_Given exercise a_: Count the lines in the rows below that contain the string "xmax". Case counts, and the reply should be the number alone.

━━━━━━

On Fri, Oct 25, 2019 at 01:52:41PM -0700, Darrick J. Wong wrote:
> On Fri, Oct 25, 2019 at 01:35:54PM -0400, Brian Foster wrote:
> > On Fri, Oct 25, 2019 at 09:35:17AM -0700, Darrick J. Wong wrote:
> > > On Fri, Oct 25, 2019 at 10:22:27AM -0400, Brian Foster wrote:
> > > > On Wed, Oct 09, 2019 at 09:49:59AM -0700, Darrick J. Wong wrote:
> > > > > From: Darrick J. Wong <darrick.wong@oracle.com>
> > > > > 
> > > > > Create a new xrep_newbt structure to encapsulate a fake root for
> > > > > creating a staged btree cursor as well as to track all the blocks that
> > > > > we need to reserve in order to build that btree.

━━━━━━

_Given exercise b_: Go on with the mailing-list thread about the new xrep_newbt structure, starting right after its last line.

[Detection examples]
━━━━━━

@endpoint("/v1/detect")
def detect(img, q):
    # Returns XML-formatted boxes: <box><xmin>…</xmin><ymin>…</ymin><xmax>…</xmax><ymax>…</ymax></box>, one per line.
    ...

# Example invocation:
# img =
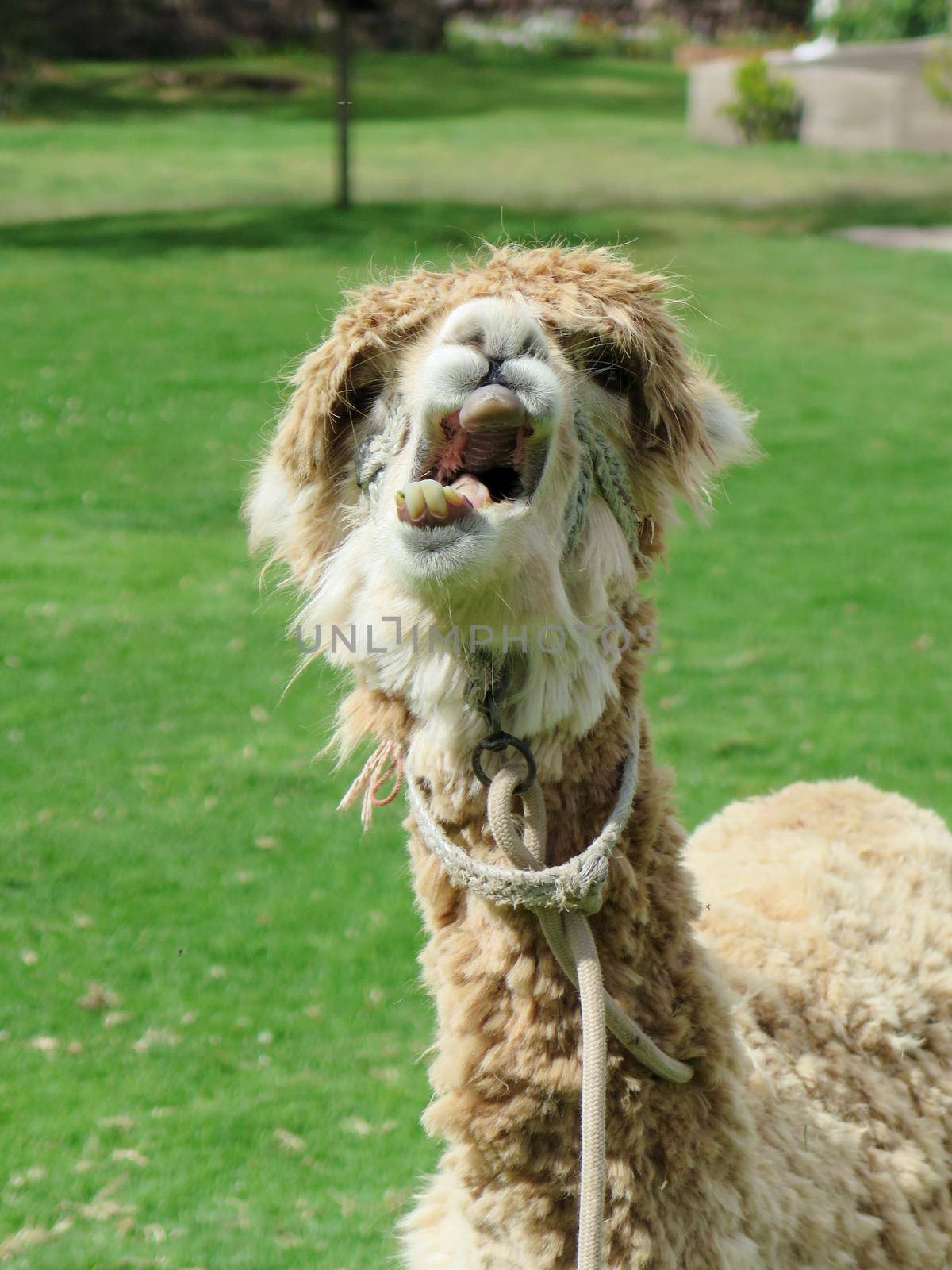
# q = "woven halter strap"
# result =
<box><xmin>406</xmin><ymin>714</ymin><xmax>694</xmax><ymax>1270</ymax></box>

━━━━━━

_Written response a_: 2

_Written response b_:
> > > > > 
> > > > > Signed-off-by: Darrick J. Wong <darrick.wong@oracle.com>
> > > > > ---
> > > > >  fs/xfs/scrub/repair.c |  260 +++++++++++++++++++++++++++++++++++++++++++++++++
> > > > >  fs/xfs/scrub/repair.h |   61 +++++++++++
> > > > >  fs/xfs/scrub/trace.h  |   58 +++++++++++
> > > > >  3 files changed, 379 insertions(+)
> > > > > 
> > > > > 
> > > > > diff --git a/fs/xfs/scrub/repair.c b/fs/xfs/scrub/repair.c
> > > > > index 588bc054db5c..beebd484c5f3 100644
> > > > > --- a/fs/xfs/scrub/repair.c
> > > > > +++ b/fs/xfs/scrub/repair.c
> > > > > @@ -359,6 +359,266 @@ xrep_init_btblock(
> > > > >  	return 0;
> > > > >  }
> > > > >  
> > > > ...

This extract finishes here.